begin Records provided

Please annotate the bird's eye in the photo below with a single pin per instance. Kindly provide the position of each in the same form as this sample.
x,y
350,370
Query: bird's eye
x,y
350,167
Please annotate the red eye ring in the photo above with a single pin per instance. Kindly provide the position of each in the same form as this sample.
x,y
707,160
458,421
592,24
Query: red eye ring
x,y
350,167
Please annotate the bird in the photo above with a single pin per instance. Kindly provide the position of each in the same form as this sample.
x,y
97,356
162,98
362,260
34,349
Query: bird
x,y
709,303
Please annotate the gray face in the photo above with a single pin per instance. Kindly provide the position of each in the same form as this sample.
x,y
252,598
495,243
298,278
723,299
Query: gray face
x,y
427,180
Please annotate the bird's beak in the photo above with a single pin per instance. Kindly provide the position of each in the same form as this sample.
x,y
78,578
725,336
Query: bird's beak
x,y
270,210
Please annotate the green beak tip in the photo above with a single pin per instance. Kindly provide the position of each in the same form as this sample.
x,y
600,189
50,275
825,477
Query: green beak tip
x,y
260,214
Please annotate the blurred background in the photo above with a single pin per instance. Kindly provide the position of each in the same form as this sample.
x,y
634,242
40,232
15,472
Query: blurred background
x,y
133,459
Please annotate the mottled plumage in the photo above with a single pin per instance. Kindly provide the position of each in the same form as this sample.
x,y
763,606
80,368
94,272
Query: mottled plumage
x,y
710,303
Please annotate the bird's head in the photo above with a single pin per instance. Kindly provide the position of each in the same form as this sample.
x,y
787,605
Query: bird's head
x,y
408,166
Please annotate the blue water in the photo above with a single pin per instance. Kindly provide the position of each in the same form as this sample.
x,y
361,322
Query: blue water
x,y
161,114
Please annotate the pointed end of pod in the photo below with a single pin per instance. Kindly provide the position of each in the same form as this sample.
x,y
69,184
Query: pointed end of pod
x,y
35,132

end Records provided

## Set exercise
Send back every record, precisely as written.

## Result for this exercise
Please annotate the bird's eye in the photo below with a single pin per instance. Kindly provide the position of each in the same form as this sample.
x,y
350,370
Query: bird's eye
x,y
350,167
Please annotate the red eye ring in the photo above with a single pin per instance. Kindly provide the position of each in the same form as this sample.
x,y
707,160
458,421
592,24
Query: red eye ring
x,y
350,167
Please annotate the bird in the photo above with a single pin per instance. Kindly provide the position of each in the same form as this sample.
x,y
97,356
162,98
362,260
34,349
Query: bird
x,y
709,303
Please annotate the gray face in the photo above with a single pin per instance. Kindly provide the position of each in the same form as this sample.
x,y
252,598
495,243
298,278
723,299
Query: gray face
x,y
427,180
Please annotate the bird's beak in the photo above with a single pin per instance. Kindly provide the position of each in the same form as this sample.
x,y
78,578
725,336
Query: bird's beak
x,y
270,210
Please annotate the green beak tip in the photo above with a single pin per instance. Kindly provide the position of each in the same form as this sample.
x,y
600,189
50,275
825,477
Query: green beak tip
x,y
260,214
Please annotate the blurred background in the photo above with a single pin per instance. Kindly provide the position of each in the same form as this sample.
x,y
634,242
40,232
15,472
Query: blurred background
x,y
133,459
Please annotate the mottled plumage in the photo above with a single pin per instance. Kindly provide the position of each in the same form as this sample.
x,y
763,606
80,368
94,272
Query: mottled plumage
x,y
710,303
Please annotate the bird's head in the photo above with a single pin per instance. Kindly provide the position of each in the same form as this sample.
x,y
787,605
Query: bird's head
x,y
408,166
Please annotate the blue water in the photo above with a single pin per instance. Kindly provide the position of each in the same form as this sample.
x,y
361,322
Query: blue water
x,y
161,114
Please annotate the pointed end of pod in the photo below with a single pin per instance. Kindly provide the position of each in the same form as this sample.
x,y
69,184
Query: pointed end of pod
x,y
35,132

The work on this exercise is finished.